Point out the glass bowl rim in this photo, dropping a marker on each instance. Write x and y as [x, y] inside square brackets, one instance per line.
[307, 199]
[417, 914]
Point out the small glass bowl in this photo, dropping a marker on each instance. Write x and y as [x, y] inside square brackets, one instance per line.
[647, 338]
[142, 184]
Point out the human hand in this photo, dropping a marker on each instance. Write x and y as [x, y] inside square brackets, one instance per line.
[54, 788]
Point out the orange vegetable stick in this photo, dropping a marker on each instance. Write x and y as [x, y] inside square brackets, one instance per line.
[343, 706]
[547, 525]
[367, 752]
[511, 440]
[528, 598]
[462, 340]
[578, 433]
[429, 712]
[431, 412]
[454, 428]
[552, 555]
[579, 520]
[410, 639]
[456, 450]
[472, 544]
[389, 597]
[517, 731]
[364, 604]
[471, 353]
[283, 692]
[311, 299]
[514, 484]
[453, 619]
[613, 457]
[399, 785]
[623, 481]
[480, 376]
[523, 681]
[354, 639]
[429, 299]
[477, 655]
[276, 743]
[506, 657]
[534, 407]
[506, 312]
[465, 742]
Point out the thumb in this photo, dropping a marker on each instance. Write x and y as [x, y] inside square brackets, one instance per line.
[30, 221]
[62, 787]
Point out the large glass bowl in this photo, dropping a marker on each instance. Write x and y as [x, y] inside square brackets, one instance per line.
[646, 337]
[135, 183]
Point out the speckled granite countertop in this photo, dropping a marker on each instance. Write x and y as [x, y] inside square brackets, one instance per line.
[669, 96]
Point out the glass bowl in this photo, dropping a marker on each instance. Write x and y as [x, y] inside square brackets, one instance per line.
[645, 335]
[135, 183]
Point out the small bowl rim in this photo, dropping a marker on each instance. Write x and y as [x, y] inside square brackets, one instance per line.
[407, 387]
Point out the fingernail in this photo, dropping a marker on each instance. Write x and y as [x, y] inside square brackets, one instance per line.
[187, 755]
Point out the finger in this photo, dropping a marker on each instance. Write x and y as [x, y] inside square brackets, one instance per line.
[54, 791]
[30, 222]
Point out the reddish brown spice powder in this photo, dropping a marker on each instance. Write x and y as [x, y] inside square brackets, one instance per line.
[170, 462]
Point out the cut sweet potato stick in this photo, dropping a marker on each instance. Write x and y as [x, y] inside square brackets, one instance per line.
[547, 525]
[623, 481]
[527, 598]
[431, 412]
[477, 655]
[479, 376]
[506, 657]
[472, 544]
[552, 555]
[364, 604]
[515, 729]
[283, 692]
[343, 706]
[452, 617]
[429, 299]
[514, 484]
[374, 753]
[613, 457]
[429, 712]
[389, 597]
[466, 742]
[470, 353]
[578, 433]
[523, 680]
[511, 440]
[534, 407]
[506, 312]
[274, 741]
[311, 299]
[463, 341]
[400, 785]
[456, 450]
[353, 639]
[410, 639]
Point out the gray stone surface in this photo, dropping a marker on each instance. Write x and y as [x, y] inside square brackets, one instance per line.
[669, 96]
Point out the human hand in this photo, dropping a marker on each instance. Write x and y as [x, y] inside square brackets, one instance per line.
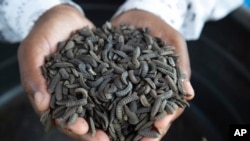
[160, 29]
[52, 27]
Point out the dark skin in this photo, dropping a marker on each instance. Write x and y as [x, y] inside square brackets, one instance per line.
[56, 25]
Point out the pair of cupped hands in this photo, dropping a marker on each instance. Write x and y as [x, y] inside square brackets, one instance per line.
[56, 25]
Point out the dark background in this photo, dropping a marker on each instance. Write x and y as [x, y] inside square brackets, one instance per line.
[220, 63]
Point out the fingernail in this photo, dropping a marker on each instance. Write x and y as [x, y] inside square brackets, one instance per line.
[189, 89]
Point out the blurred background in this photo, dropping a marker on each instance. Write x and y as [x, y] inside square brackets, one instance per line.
[220, 63]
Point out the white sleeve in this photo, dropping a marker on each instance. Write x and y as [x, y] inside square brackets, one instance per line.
[17, 17]
[186, 16]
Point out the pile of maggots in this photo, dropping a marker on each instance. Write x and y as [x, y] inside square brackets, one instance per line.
[120, 79]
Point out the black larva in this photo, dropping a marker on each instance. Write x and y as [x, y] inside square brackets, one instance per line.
[120, 79]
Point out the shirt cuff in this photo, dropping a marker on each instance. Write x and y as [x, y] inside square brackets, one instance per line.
[171, 11]
[22, 15]
[186, 16]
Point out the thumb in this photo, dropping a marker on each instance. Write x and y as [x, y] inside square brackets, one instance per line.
[31, 59]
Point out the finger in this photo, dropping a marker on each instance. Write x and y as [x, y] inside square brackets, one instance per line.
[184, 65]
[80, 131]
[80, 127]
[163, 125]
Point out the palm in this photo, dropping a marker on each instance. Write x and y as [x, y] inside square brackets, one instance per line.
[39, 44]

_ _ _

Instructions to follow :: Write out the whole listing above exactly, minus images.

Result of the exercise ::
Point out the glass bowl rim in this photo, dropping a marker on each instance. Write x and y as [x, y] inside square brackets, one instance per line.
[307, 199]
[417, 914]
Point out the small glass bowl in this photo, dropping a marker on each instance. Write x and y as [x, y] inside square brackets, one instance per line.
[647, 338]
[142, 184]
Point out the human hand in this photo, dropping a marker on each instance. Write x and y as [x, y] inside square brackets, one instance per line.
[54, 788]
Point out the orange vegetable stick in this photo, dropping a marker on each instance. Write x and y as [x, y] inside square brackets, one instance per line.
[343, 706]
[547, 525]
[367, 752]
[511, 440]
[528, 598]
[462, 340]
[578, 433]
[429, 712]
[431, 412]
[454, 428]
[552, 555]
[579, 520]
[410, 639]
[456, 450]
[472, 544]
[389, 597]
[517, 731]
[364, 604]
[471, 353]
[283, 692]
[311, 299]
[514, 484]
[453, 619]
[613, 457]
[399, 785]
[623, 481]
[480, 376]
[523, 681]
[354, 639]
[429, 299]
[477, 655]
[276, 743]
[506, 657]
[534, 407]
[506, 312]
[465, 742]
Point out the thumb in this photo, dropping a marker on each instance. Write x and y as [x, y] inside square brackets, one instance per line.
[30, 221]
[62, 787]
Point out the large glass bowl in this photo, dropping a marker on each instance. Write x and y as [x, y] inside square brackets, one instance per line.
[646, 337]
[135, 183]
Point out the speckled granite countertop in this photo, dropping a marker on each instance. Write x and y as [x, y] inside square brackets, one instance per line.
[669, 96]
Point out the glass bowl in this photo, dropping a marker on each instance. Write x and y as [x, y] inside square brackets, one instance per line.
[645, 335]
[135, 183]
Point out the small bowl rim in this photo, dropping a marker on each instance. Write x and y as [x, y] inside square brackets, one instance per line.
[407, 387]
Point out the fingernail in this photo, dropping a marker on each instance. Write x and y as [x, y] inside square brackets, one instance per line.
[187, 755]
Point out the finger in this photo, dropping a marker on each instance. Write x and y as [x, y] inside square brackets, one instance per line.
[54, 791]
[30, 222]
Point out the reddish brown spice powder in this photo, dropping a marker on each instance. Write x and y as [x, y] inside square brackets, one instance per line.
[170, 462]
Point out the cut sweet potato stick in this photo, dropping a marker on each instance. Write x and y as [x, y] inside square brackets, one instance per line.
[547, 525]
[623, 481]
[527, 598]
[431, 412]
[477, 655]
[479, 376]
[506, 657]
[472, 544]
[552, 555]
[364, 604]
[515, 729]
[283, 692]
[343, 706]
[452, 617]
[429, 299]
[514, 484]
[374, 753]
[613, 457]
[429, 712]
[389, 597]
[466, 742]
[470, 353]
[578, 433]
[523, 680]
[511, 440]
[534, 407]
[506, 312]
[274, 741]
[311, 299]
[463, 341]
[400, 785]
[456, 450]
[353, 639]
[410, 639]
Point out the gray stone surface in this photo, dropping a marker on each instance. Write x and y as [x, y] inside square brackets, one instance per line.
[669, 96]
Point out the human hand in this photo, dropping a marker on each instance. Write x and y as [x, y] inside square brackets, one instance per line.
[160, 29]
[52, 27]
Point out the dark skin in this photo, dropping a marker on each instance. Write x and y as [x, y] inside square brackets, one instance per line.
[56, 25]
Point out the pair of cupped hands in this photo, dropping a marker on each instance. Write x and y as [x, y] inside square brackets, one instance per line.
[56, 25]
Point out the dark background in this photo, dropping a marker on each instance. Write x and y as [x, y] inside square brackets, one instance per line.
[220, 63]
Point out the fingernail in this photo, dropping a marker on each instance. Write x and y as [x, y] inside square brackets, one instance per line.
[189, 89]
Point out the blurred background in this photo, dropping a marker on each instance. Write x and y as [x, y] inside square brackets, one instance per line.
[220, 63]
Point out the white sleeve in this photo, dropping a marker on each instance. Write x and y as [x, y] inside square brackets, one instance per line.
[17, 17]
[186, 16]
Point out the pile of maggots in this photo, dropping a marker on each instance. Write x and y as [x, y] inside square brackets, one instance per line.
[120, 79]
Point out the black larva in this photo, dropping a marker on each instance. Write x and y as [x, y] inside square brackets, one instance per line.
[120, 79]
Point out the shirt cuff in this photo, dropping a marker on each instance. Write x and y as [x, y] inside square brackets, one instance per line.
[171, 11]
[22, 15]
[186, 16]
Point out the thumb in this photo, dropping a marker on each instance. Write x and y as [x, y] inside square brackets, one instance per line.
[31, 59]
Point out the finger in this photo, dropping a marker on each instance. Write x and y as [x, y] inside square brackets, one instance per line.
[184, 65]
[80, 131]
[80, 127]
[163, 125]
Point out the palm in this photo, dropping a marker on each instance. Write x and y as [x, y] inside square brackets, one instance per line.
[39, 44]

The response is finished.